- 抜粋資料:

小規模企業共済とは、国の機関である独立行政法人中小企業基盤整備機構(以下、中小機構)が運営する、小規模事業の経営者や個人事業主のための退職金制度です。掛金は全額が小規模企業共済等掛金控除として所得税の課税対象金額から差し引かれるので、一般の預貯金で積み立てる場合と比べて高い節税効果があります。

小規模企業共済は小規模な経営者向けの制度ですが、同じように掛金が全額所得控除となる制度には「企業型確定拠出年金(以下、企業型DC)」「個人型確定拠出年金(以下、iDeCo)」「心身障害者扶養共済制度(以下、しょうがい共済)」の3つがあります。

それぞれの制度の掛金の上限と手続きについて解説します。

  • 小規模企業共済等掛金の上限について解説します

    小規模企業共済等掛金の上限について解説します

小規模企業共済等掛金控除制度のメリット

まずは小規模企業共済等掛金控除制度にはどんなメリットがあるのかをみていきましょう。

- 演習の指示:
1) 抜粋資料によると、小規模企業共済を運営しているのはどこですか。
2) 抜粋資料の「小規模企業共済は小規模な経営」から「あるのかをみていきましょう。」までを、一字も変えずに書き写しなさい。

- データ:

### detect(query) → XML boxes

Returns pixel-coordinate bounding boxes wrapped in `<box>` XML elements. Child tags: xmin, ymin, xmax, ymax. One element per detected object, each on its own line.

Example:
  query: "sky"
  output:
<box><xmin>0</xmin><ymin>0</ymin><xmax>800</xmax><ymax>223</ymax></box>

- 解答一覧:
1) 国の機関である独立行政法人中小企業基盤整備機構(中小機構)です。

2)
小規模企業共済は小規模な経営者向けの制度ですが、同じように掛金が全額所得控除となる制度には「企業型確定拠出年金(以下、企業型DC)」「個人型確定拠出年金(以下、iDeCo)」「心身障害者扶養共済制度(以下、しょうがい共済)」の3つがあります。

それぞれの制度の掛金の上限と手続きについて解説します。

  • 小規模企業共済等掛金の上限について解説します

    小規模企業共済等掛金の上限について解説します

小規模企業共済等掛金控除制度のメリット

まずは小規模企業共済等掛金控除制度にはどんなメリットがあるのかをみていきましょう。